Records for this task

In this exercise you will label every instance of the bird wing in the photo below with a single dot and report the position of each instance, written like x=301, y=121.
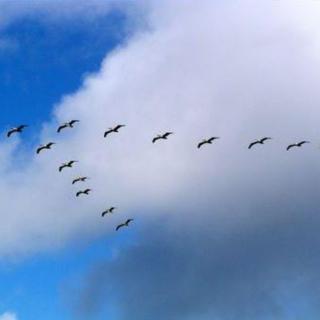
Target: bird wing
x=252, y=144
x=107, y=132
x=40, y=149
x=155, y=139
x=120, y=226
x=291, y=146
x=264, y=139
x=72, y=122
x=167, y=134
x=63, y=126
x=201, y=144
x=11, y=132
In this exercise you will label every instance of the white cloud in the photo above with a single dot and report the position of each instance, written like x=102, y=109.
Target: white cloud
x=240, y=71
x=8, y=316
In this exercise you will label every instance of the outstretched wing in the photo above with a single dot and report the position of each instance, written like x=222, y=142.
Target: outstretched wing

Exercise directions
State how many lines in the entries hold "like". Nothing should come before or after the number.

Task result
3